== TEXT SECTION ==

I ain't wasting my time looking for no shark's teeth.
So you typically don't find what you're looking for.
And if that's all you ever do, if you spend your life on the beach,
you're just doing this the whole time,
then you find all kind of stuff because you're looking for it, all right?
Man, what if we dedicated ourselves to look for a move of God
and pray for a move of God and look for the hand of God
and look for the fruit of God?
Instead, I always trying to figure out every little thing that somebody else is doing that isn't the way I would do it.
And then he says this, just in case you missed it.
He goes, in that, I rejoice.
Then he just repeats himself, yes, and I will rejoice.
Joy is a choice.
If you are going to declare that you're going to do a thing, then it is a decision of the will that you're going to do that thing.
That joy is a choice.
Here's the thing, man, joy is a noun, and rejoice is the verb.
And they have the same root word.
Joy is the noun.
So here's what this means, okay?
That joy is found in Jesus.
So if you are in Jesus and Jesus is in you, then joy is in you.
Some of you should tell your face, you got joy in there.
And when you rejoice, then you are putting action to the noun that is in you.
and what you've got to do, man, is you've got to willfully decide to stir that thing up in you so it will come out of you.
That's what rejoicing is.
Like Paul is going to tell Timothy, he's going to say, for this reason I remind you, Timothy, to fan the flame of the gift that is in you.

===
== ENTRIES SHOWN ==

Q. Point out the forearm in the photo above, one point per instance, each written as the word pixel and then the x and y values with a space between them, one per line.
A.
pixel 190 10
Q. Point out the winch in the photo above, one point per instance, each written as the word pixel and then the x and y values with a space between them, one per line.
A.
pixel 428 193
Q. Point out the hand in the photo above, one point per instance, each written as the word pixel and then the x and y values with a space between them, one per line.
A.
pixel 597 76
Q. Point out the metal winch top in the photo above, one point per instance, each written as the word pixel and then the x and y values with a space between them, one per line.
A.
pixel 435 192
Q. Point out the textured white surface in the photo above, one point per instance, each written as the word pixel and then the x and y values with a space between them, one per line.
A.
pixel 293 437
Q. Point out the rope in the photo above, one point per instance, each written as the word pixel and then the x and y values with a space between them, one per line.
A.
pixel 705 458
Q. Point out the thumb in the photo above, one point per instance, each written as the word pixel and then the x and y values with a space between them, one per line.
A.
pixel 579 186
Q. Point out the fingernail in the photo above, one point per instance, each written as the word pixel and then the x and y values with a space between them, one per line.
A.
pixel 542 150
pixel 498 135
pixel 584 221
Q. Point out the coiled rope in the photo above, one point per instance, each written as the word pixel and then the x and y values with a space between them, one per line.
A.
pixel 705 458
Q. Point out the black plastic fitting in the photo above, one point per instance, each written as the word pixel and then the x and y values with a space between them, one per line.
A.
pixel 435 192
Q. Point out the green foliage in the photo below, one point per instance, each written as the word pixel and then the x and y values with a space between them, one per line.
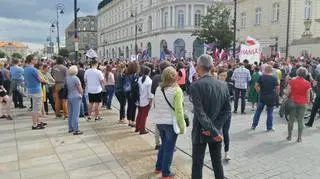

===

**TO BE DONE**
- 1) In the passage on joy, which word is called the noun and which is called the verb?
- 2) Render the records as a Markdown table with the columns Row and Line, starting at the line that contains "Q. Point out the thumb" and ending at the end of the records, one line per row. Leave the pictures out.

**ANSWERS FOR THE EXERCISE**
- 1) Joy is the noun, and rejoice is the verb.

- 2)
| Row | Line |
|---|---|
| 1 | Q. Point out the thumb in the photo above, one point per instance, each written as the word pixel and then the x and y values with a space between them, one per line. |
| 2 | A. |
| 3 | pixel 579 186 |
| 4 | Q. Point out the fingernail in the photo above, one point per instance, each written as the word pixel and then the x and y values with a space between them, one per line. |
| 5 | A. |
| 6 | pixel 542 150 |
| 7 | pixel 498 135 |
| 8 | pixel 584 221 |
| 9 | Q. Point out the coiled rope in the photo above, one point per instance, each written as the word pixel and then the x and y values with a space between them, one per line. |
| 10 | A. |
| 11 | pixel 705 458 |
| 12 | Q. Point out the black plastic fitting in the photo above, one point per instance, each written as the word pixel and then the x and y values with a space between them, one per line. |
| 13 | A. |
| 14 | pixel 435 192 |
| 15 | Q. Point out the green foliage in the photo below, one point per instance, each written as the word pixel and then the x and y values with a space between them, one per line. |